Required task — State how many of the lines below contain the word "dormouse", giving only the number.

Supplied information —

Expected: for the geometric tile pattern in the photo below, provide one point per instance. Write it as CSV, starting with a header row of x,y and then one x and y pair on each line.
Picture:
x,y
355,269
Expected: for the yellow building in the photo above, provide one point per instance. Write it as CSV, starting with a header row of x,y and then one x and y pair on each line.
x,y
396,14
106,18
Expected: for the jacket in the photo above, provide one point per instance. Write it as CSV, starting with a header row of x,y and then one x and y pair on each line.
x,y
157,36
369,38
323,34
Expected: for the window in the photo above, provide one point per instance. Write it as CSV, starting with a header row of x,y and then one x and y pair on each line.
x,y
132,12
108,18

--

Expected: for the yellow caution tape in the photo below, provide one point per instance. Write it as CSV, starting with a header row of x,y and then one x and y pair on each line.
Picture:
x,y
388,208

...

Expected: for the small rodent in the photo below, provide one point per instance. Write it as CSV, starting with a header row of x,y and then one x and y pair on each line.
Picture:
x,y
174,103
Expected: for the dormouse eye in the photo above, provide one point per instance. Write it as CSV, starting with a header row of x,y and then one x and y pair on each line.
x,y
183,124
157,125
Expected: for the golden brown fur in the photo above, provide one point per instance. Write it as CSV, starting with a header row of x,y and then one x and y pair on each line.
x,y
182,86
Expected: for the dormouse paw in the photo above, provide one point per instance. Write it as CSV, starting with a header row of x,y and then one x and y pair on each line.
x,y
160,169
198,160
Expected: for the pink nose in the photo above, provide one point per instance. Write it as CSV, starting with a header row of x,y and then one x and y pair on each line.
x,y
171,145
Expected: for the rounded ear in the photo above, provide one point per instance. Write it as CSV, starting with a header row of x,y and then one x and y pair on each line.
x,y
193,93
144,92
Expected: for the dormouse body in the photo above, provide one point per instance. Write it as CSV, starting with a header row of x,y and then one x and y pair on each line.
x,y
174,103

Correct result — 3